*Task details*:
Please copy the Patent Office promotions notice between "David G. Purman, of" and "clerk to be second assistant examiner -- salary $1,600.", inclusive, and switch "Wisconsin" to "Minnesota".

*Source extract*:
####################

By declining to throw obloquy upon these gentlemen the profession has shown that it does not regard the possession of a patent as derogatory. That declaration in the code that so set it down is, therefore, a dead letter and ought to be expunged.

-- N.Y. Medical Journal


Scientific American, v 45 (ns) no 13, p 193, 24 September 1881

Promotions in the Patent Office

The following changes were made in the staff of the Patent Office, July 1, 1881.

Marcellus Gardner, of New York; John W. Babson, of Maine; and Schuyler Duryee: from fourth class clerkships to be chiefs of division -- salary $2,000.

Samuel B. Roane, of New York; Reuben S. Parks, of Ohio; and Louis W. Sinsabaugh, of Ohio; from second assistant examiner, to be first assistant examiner -- salary $1,800.

David G. Purman, of Wisconsin; Marshall B. Cushman, of Massachusetts; Edward M. Bentley, of Connecticut; and Albert G. Fowler, of District of Columbia; from third assistant examiner to be second assistant examiner -- salary $1,600.

William L. Augenbaugh, of Ohio, from first class clerk to be second assistant examiner -- salary $1,600.

The following have been promoted or newly appointed to the office of third assistant examiner -- salary $1,400: John W. Clements, District of Columbia, from second class clerk; James B. Littlewood, of Illinois, from first class clerk; Rufus A. Morrison, of Pennsylvania, from copyist; Robert G. Read, of Pennsylvania, and Walter F. Rogers, of Pennsylvania, new appointments, George R. Byington, of Cincinnati, promoted from first to second class clerk -- salary $1,400.

The following have been promoted to first class clerkships -- salary $1,200: William Hendlay, District of Columbia; Frederick W. Crocker, New York; St. Clair F. Sutherland, Mississippi; Frank P. McLean, New Hampshire; Thomas Hoge, Pennsylvania; Mrs. Frank R. Lybrand, Ohio; Daniel Clarke, Maryland.

Frederick R. Gantt, from draughtsman, at $1,000, to skilled draughtsman -- salary $1,200.

####################

*Data excerpts*:
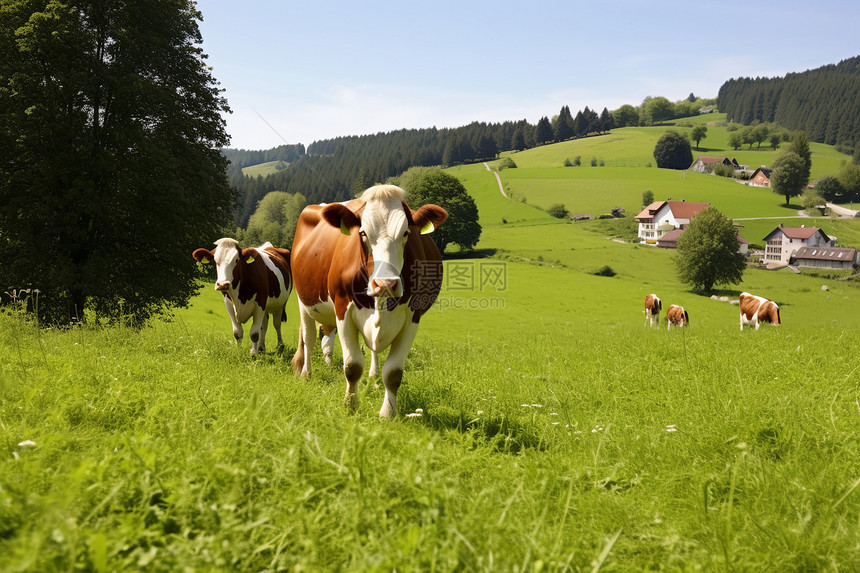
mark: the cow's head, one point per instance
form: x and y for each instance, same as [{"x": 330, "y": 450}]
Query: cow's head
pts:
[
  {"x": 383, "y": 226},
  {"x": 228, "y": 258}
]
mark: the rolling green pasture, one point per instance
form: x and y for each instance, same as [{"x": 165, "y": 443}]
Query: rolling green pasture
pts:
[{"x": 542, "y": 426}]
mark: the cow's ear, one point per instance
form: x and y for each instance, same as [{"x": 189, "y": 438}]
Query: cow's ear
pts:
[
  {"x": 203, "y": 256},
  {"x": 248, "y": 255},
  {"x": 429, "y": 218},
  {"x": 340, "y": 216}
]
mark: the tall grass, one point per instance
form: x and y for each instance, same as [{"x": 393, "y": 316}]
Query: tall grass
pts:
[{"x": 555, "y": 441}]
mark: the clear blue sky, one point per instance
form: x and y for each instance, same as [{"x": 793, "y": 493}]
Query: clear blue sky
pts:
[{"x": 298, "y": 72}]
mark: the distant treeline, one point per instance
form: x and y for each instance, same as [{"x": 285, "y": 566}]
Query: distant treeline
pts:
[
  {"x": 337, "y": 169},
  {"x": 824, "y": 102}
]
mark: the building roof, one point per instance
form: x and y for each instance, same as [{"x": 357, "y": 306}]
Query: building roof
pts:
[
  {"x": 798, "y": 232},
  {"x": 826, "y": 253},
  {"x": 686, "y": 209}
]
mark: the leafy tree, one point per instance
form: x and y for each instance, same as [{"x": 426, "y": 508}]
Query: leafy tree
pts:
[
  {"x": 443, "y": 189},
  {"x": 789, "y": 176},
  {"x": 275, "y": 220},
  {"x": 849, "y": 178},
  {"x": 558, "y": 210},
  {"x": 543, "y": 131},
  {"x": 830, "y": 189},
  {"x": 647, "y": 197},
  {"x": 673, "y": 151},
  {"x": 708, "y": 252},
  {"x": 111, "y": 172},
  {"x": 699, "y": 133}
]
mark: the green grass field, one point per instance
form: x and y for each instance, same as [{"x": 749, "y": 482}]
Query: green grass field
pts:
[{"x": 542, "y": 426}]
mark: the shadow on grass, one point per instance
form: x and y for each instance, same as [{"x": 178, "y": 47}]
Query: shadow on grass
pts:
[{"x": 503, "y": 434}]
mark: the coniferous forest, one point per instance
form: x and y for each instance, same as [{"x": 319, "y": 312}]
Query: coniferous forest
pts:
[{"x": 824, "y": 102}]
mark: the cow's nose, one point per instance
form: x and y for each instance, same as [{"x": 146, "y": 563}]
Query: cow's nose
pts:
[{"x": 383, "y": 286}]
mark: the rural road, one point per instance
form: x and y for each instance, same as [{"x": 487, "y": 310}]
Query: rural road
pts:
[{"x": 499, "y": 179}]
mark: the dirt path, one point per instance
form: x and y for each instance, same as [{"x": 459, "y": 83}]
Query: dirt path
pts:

####################

*Answer for the task*:
David G. Purman, of Minnesota; Marshall B. Cushman, of Massachusetts; Edward M. Bentley, of Connecticut; and Albert G. Fowler, of District of Columbia; from third assistant examiner to be second assistant examiner -- salary $1,600.

William L. Augenbaugh, of Ohio, from first class clerk to be second assistant examiner -- salary $1,600.